Please copy the captions text starting with "Explanation of the" and going on through "do captions benefit?", swapping "audio description" for "audio narration".

── Given text ──

Note: The creation of this content was human-based, with the assistance on artificial intelligence.

Explanation of the success criteria

WCAG 1.2.2 Captions (Prerecorded) is a Level A conformance level Success Criterion. It states that an alternative for time-based media or an audio description of prerecorded video content must be provided for synchronized media, unless the media is clearly labeled as a text alternative.

Who do captions benefit?

Captions benefit a wide range of users by providing text versions of spoken words and relevant sounds in video or audio content. Here’s a breakdown of who they help:

  • Deaf and Hard of Hearing Users: The primary audience for captions, they allow full access to spoken dialogue, sound effects, and music cues.
  • Non-Native Language Speakers: Useful for language learners, captions help people who are fluent in the written form of a language, but struggle with spoken comprehension.
  • People with Cognitive or Learning Disabilities: Captions help users with ADHD, dyslexia, or auditory processing disorders. They make it easier to process spoken content by offering a visual aid.
  • Users in Noisy or Quiet Environments: Captions let people watch videos in loud settings (e.g., public transport) or silent environments (e.g., libraries) without sound.
  • Everyone for Comprehension and Retention: Captions can aid understanding, especially for complex or technical content. They allow users to re-read information and retain it better.

Here is an example of a video with appropriate captions.

Methods to provide captions

There is a variety of ways that captions can be created from pre-recorded video content.

Automated Captions

In the early days of automated captions, these were given the nickname of “craptions.” That nickname has mostly disappeared, as automated captions have improved. And generating captions automatically have there benefits:

  • Speed: Captions can be generated almost instantly for prerecorded or live content.
  • Cost-Effective: Cheaper than manual captioning, especially for large volumes of content.
  • Scalable: Easily applied across thousands of videos or multiple platforms.
  • Multilingual Support: Many tools support multiple languages, accents, and dialects.
  • Syncing with Media: AI can automatically time captions to match the speech.

───
── Extracted records ──

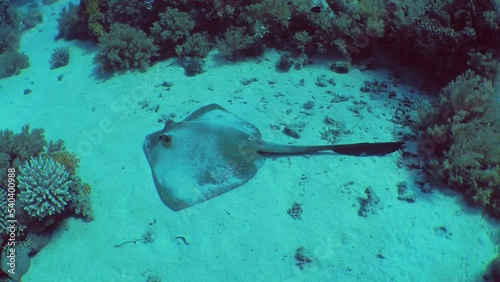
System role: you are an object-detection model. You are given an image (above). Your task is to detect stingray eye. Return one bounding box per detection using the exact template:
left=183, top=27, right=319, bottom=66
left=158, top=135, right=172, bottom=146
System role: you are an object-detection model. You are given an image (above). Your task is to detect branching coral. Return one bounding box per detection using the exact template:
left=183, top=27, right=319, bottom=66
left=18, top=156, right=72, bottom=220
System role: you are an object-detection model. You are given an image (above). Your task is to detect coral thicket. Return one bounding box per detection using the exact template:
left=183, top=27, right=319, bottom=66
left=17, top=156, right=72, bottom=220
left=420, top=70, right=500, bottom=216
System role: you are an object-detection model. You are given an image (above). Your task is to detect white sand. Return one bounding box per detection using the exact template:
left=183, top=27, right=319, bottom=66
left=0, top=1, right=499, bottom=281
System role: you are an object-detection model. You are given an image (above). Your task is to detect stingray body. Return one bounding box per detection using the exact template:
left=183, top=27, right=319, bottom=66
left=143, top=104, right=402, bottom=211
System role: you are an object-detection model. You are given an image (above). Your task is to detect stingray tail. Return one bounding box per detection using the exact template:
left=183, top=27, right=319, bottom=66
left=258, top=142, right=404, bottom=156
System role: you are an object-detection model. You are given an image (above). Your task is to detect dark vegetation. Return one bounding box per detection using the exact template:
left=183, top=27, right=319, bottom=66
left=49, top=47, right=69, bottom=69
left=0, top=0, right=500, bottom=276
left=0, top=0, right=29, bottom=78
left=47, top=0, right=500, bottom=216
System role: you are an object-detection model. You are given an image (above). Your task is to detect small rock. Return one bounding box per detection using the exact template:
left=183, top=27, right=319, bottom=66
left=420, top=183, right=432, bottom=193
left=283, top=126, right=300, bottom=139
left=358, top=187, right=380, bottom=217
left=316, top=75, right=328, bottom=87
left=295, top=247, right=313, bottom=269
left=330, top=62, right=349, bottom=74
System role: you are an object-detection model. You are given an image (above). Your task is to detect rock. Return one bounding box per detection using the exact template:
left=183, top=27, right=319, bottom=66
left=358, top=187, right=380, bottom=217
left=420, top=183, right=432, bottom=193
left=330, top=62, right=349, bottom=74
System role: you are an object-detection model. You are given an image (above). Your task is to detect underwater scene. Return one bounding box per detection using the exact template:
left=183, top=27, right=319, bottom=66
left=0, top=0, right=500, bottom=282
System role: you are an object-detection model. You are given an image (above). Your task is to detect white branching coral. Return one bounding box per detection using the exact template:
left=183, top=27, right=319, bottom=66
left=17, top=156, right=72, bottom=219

───
── Extracted records ──

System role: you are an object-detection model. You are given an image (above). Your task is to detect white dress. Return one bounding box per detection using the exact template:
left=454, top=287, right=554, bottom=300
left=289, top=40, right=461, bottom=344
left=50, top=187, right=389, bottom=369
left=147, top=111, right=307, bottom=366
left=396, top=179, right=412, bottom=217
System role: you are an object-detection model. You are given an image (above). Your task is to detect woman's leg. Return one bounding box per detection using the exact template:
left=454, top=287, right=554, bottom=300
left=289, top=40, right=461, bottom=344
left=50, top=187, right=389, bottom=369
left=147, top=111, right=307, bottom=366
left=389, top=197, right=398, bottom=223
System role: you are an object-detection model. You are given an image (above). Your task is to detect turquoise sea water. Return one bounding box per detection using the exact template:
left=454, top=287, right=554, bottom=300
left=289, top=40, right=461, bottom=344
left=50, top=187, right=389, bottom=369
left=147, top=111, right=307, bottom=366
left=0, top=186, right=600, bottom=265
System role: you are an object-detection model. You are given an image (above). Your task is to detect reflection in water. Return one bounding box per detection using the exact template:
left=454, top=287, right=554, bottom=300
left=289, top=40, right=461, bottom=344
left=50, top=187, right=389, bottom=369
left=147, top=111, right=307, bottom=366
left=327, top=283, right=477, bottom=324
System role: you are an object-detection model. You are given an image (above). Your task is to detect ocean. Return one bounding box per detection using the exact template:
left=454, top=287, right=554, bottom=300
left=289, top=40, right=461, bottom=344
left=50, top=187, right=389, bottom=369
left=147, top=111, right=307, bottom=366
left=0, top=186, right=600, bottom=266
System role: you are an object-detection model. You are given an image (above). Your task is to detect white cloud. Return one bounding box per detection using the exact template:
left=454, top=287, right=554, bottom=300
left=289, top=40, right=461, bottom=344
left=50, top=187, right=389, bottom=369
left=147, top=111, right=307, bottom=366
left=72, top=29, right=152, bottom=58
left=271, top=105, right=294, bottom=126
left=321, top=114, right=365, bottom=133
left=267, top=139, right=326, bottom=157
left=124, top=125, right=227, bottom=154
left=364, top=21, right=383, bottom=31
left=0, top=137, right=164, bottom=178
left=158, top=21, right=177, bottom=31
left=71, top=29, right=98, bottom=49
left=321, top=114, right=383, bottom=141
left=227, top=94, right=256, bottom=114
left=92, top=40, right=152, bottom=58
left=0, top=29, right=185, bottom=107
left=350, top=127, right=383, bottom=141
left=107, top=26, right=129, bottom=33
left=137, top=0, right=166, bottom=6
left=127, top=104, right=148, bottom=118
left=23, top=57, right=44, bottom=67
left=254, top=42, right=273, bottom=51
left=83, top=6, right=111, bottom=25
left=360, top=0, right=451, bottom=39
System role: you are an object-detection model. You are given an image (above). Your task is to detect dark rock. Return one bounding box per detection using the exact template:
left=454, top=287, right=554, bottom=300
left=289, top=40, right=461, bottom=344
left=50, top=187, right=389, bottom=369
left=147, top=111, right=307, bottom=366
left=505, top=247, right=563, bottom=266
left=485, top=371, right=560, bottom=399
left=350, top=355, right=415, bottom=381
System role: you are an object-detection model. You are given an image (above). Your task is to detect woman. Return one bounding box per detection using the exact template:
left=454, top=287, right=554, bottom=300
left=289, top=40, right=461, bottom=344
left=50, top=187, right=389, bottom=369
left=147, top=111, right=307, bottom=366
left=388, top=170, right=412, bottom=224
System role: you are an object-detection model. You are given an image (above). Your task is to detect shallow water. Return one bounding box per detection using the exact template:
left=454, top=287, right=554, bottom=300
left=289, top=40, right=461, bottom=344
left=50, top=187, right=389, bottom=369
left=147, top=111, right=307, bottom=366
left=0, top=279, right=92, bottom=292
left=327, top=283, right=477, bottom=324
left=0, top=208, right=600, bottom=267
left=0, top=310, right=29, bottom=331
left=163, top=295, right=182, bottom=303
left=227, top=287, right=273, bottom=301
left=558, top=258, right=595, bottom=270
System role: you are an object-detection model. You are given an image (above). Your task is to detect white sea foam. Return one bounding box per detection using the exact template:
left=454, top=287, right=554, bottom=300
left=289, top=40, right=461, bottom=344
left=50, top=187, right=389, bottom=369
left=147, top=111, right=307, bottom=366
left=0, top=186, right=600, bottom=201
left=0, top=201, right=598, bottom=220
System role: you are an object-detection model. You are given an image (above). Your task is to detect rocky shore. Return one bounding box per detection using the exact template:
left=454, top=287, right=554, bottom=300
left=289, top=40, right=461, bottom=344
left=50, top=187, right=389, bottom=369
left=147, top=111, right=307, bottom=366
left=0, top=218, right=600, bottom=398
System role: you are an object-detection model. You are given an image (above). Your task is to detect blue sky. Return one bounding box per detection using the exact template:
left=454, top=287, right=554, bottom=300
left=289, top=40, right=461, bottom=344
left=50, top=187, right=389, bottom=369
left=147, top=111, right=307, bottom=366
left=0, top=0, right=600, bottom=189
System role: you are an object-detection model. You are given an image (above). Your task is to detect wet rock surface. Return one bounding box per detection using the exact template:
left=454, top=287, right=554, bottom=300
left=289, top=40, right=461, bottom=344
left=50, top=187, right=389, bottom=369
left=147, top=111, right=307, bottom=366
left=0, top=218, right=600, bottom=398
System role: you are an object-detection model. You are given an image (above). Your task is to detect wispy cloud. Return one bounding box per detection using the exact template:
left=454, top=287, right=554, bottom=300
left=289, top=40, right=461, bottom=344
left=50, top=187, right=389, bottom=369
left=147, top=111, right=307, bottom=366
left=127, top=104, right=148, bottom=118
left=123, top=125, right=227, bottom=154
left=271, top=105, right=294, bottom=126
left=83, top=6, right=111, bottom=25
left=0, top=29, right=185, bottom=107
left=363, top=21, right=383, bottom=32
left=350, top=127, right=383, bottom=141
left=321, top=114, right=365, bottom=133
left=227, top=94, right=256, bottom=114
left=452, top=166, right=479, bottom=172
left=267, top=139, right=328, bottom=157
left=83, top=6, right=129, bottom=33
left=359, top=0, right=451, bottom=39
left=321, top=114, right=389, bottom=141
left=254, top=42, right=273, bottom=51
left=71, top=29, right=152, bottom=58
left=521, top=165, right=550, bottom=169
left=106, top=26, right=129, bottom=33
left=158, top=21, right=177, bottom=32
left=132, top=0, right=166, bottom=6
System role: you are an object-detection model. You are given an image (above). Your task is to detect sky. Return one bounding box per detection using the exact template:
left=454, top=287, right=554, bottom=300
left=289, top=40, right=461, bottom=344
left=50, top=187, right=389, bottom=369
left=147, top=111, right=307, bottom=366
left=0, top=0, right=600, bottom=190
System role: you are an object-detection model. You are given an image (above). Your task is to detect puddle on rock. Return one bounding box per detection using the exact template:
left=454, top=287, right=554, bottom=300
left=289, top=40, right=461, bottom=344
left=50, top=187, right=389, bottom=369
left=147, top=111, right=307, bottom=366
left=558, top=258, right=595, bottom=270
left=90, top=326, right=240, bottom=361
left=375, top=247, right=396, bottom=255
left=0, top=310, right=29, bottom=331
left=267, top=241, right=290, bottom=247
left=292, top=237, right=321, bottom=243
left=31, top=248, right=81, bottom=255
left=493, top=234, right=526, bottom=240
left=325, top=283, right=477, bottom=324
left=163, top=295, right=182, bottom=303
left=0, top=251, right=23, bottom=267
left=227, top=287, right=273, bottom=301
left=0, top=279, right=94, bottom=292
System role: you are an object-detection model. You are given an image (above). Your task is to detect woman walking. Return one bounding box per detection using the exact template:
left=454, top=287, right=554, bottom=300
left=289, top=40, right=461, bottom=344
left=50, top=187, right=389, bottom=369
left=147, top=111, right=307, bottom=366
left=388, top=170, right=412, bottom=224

───
── Extracted records ──

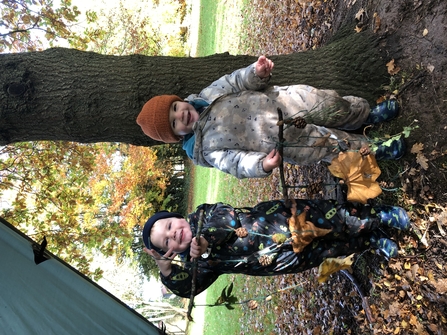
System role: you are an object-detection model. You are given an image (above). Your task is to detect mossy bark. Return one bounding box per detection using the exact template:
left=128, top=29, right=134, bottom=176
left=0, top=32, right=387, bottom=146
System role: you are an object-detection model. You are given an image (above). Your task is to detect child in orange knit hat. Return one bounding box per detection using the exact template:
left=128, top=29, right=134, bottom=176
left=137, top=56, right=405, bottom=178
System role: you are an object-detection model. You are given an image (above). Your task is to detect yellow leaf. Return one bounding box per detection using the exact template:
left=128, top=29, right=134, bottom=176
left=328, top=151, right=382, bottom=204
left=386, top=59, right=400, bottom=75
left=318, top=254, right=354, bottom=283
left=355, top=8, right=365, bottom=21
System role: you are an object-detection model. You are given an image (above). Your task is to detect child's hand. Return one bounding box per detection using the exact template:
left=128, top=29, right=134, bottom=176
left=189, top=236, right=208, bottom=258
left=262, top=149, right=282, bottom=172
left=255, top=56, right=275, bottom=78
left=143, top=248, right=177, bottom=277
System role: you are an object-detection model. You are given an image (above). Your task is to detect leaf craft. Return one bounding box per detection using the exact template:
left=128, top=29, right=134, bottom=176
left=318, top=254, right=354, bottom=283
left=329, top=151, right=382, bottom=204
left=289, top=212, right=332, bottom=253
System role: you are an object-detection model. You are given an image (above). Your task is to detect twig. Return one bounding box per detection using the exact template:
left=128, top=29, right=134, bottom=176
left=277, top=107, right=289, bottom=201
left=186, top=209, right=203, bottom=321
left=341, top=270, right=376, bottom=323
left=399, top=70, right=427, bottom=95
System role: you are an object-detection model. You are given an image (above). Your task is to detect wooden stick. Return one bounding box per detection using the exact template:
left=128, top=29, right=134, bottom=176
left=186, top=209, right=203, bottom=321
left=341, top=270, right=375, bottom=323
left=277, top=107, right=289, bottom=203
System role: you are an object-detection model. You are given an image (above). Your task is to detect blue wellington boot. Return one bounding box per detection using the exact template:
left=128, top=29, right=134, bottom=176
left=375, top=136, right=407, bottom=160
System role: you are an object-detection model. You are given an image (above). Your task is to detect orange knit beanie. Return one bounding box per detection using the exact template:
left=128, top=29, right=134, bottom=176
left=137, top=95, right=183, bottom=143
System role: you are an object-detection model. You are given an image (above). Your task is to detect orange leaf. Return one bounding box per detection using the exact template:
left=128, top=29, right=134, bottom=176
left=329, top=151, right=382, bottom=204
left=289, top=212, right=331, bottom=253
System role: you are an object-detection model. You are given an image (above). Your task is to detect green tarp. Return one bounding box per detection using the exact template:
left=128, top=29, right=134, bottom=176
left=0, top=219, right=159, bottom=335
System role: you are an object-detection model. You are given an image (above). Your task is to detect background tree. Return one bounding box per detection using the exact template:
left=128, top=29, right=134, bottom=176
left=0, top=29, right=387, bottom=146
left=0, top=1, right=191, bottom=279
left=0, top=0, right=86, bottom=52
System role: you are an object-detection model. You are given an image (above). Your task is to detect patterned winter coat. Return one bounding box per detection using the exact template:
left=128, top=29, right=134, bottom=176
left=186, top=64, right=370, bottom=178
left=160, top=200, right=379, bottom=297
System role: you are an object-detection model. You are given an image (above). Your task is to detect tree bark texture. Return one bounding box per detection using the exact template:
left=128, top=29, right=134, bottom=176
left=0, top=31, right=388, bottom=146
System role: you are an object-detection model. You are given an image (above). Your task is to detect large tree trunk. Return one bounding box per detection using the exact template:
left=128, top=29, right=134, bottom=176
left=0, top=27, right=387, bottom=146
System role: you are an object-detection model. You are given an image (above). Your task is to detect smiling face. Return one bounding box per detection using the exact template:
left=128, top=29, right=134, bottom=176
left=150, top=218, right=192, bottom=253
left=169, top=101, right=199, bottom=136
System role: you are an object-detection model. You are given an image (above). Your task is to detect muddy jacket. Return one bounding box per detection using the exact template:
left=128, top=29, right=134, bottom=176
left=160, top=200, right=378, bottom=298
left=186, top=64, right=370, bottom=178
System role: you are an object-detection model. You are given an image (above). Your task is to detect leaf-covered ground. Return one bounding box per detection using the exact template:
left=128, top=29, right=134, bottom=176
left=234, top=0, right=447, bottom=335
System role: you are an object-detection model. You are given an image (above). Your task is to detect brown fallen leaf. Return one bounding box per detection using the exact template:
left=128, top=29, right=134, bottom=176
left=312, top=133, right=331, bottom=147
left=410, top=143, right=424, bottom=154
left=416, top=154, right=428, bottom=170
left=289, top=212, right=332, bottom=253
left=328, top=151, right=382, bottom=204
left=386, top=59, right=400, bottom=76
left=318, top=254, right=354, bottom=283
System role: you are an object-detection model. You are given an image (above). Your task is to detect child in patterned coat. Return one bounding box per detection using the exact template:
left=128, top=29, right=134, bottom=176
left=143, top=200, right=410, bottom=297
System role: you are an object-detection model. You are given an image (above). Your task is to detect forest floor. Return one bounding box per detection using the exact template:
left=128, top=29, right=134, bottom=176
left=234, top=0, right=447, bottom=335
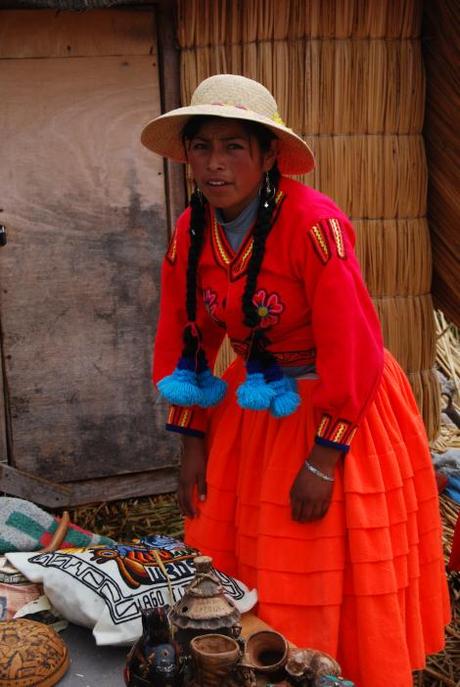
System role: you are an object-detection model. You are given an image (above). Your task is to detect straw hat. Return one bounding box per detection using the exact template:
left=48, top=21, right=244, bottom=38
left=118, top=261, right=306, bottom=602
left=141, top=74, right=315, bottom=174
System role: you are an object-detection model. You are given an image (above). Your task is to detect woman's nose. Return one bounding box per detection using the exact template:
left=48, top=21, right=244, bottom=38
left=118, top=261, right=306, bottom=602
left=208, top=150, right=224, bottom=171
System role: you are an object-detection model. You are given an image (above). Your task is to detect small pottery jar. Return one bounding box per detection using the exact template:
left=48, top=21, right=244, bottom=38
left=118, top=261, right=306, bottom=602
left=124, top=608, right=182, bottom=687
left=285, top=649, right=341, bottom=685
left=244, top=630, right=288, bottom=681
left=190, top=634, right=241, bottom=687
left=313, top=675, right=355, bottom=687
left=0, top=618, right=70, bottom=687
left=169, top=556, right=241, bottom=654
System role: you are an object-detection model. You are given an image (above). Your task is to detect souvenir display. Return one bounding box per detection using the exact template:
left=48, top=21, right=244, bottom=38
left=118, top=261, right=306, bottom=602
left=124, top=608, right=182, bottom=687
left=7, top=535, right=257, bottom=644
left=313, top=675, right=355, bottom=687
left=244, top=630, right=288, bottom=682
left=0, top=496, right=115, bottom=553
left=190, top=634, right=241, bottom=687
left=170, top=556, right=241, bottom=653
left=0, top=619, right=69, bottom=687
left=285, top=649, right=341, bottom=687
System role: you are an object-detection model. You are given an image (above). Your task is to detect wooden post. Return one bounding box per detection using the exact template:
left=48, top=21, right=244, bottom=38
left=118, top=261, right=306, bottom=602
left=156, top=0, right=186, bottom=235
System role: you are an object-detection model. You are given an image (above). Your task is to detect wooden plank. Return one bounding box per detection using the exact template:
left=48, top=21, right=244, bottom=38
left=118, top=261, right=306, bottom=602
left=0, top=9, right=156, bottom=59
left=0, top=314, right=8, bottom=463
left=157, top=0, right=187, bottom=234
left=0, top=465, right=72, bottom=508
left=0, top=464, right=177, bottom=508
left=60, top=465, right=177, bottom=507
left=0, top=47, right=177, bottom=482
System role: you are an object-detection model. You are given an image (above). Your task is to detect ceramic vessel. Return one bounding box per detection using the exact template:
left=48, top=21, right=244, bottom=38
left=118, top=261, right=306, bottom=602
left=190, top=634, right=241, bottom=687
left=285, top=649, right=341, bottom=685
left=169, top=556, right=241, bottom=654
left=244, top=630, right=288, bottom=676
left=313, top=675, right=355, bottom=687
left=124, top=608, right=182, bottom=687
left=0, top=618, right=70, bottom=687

───

Solution to this task:
Explanation of the success criteria

WCAG 1.2.2 Captions (Prerecorded) is a Level A conformance level Success Criterion. It states that an alternative for time-based media or an audio narration of prerecorded video content must be provided for synchronized media, unless the media is clearly labeled as a text alternative.

Who do captions benefit?